▶ [Work request]:
Exact copies of the lines from the line containing "<point>191,244</point>" through the last line of the entries below are the whole answer.

▶ [Image point grounding data]:
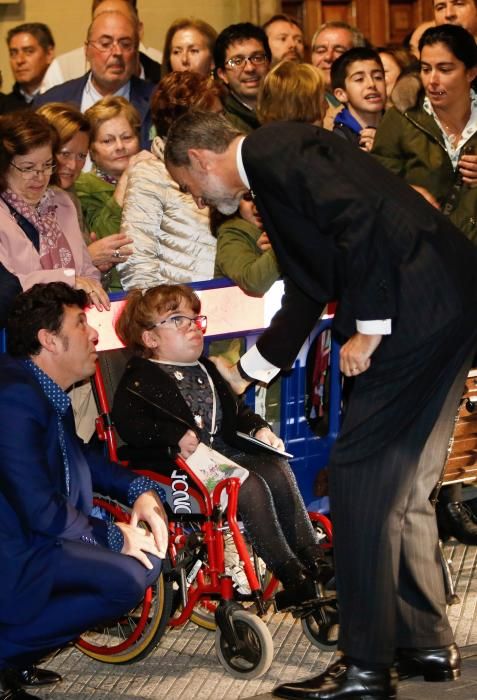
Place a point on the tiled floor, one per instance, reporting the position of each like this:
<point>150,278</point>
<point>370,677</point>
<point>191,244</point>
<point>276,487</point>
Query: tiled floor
<point>185,665</point>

▶ [Problem solution]:
<point>191,244</point>
<point>276,487</point>
Query: tiled floor
<point>185,665</point>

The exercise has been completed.